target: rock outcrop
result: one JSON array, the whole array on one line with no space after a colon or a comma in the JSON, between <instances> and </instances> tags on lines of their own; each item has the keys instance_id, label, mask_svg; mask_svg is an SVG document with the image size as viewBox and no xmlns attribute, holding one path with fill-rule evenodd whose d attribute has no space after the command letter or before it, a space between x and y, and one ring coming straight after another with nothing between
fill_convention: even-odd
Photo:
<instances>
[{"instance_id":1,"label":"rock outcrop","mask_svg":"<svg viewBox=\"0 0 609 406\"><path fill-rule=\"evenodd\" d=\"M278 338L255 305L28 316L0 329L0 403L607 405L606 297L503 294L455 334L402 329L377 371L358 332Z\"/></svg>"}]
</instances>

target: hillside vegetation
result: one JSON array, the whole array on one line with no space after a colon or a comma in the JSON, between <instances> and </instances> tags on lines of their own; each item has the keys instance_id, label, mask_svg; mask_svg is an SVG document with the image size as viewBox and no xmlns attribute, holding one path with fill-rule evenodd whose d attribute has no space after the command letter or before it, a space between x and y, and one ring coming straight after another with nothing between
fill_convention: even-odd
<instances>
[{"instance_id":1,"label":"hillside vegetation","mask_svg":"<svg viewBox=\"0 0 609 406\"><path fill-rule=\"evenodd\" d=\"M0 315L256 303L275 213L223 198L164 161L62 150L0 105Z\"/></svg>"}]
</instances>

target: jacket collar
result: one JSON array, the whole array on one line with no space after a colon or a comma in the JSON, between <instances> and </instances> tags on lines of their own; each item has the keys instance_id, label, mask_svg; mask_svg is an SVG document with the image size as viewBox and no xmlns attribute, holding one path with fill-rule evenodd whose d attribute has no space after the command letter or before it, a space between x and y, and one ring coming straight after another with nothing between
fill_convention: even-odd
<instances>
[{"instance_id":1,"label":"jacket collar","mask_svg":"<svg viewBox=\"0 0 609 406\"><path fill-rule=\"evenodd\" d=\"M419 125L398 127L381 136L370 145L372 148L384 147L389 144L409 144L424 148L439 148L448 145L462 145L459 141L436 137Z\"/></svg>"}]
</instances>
______________________________
STATED PROBLEM »
All the data must be duplicated exactly, with nothing added or removed.

RESPONSE »
target: rock outcrop
result: one JSON array, the whole array on one line with no space after a colon or a comma in the JSON, between <instances> and </instances> tags on lines of their own; each item has the keys instance_id, label, mask_svg; mask_svg is an SVG document with the image size as viewBox and no xmlns attribute, holding one path with fill-rule evenodd whose d attribute has no space after the command letter or before it, a space between x and y, and one ring coming straight after another with nothing between
fill_convention: even-odd
Photo:
<instances>
[{"instance_id":1,"label":"rock outcrop","mask_svg":"<svg viewBox=\"0 0 609 406\"><path fill-rule=\"evenodd\" d=\"M278 338L255 305L28 316L0 329L0 403L607 405L606 297L503 294L455 334L402 329L377 371L358 332Z\"/></svg>"}]
</instances>

target: hillside vegetation
result: one JSON array, the whole array on one line with no space after a colon or a comma in the JSON, between <instances> and </instances> tags on lines of their own; each item has the keys instance_id, label, mask_svg; mask_svg is an SVG document with the image size as viewBox and no xmlns attribute, holding one path with fill-rule evenodd whose d attribute has no space after the command letter or before it, a space between x and y, and one ring coming straight after another with nothing between
fill_convention: even-odd
<instances>
[{"instance_id":1,"label":"hillside vegetation","mask_svg":"<svg viewBox=\"0 0 609 406\"><path fill-rule=\"evenodd\" d=\"M0 315L256 303L275 213L223 198L164 161L62 150L0 105Z\"/></svg>"}]
</instances>

target: jacket collar
result: one JSON array, the whole array on one line with no space after a colon or a comma in the JSON, between <instances> and </instances> tags on lines of their own; each item has the keys instance_id, label, mask_svg; mask_svg is an SVG document with the image size as viewBox and no xmlns attribute, holding one path with fill-rule evenodd whose d attribute has no space after the command letter or before it, a space between x and y, and one ring coming straight after another with nothing between
fill_convention: even-odd
<instances>
[{"instance_id":1,"label":"jacket collar","mask_svg":"<svg viewBox=\"0 0 609 406\"><path fill-rule=\"evenodd\" d=\"M419 125L398 127L381 136L370 145L372 148L384 147L389 144L409 144L424 148L439 148L448 145L462 145L459 141L436 137Z\"/></svg>"}]
</instances>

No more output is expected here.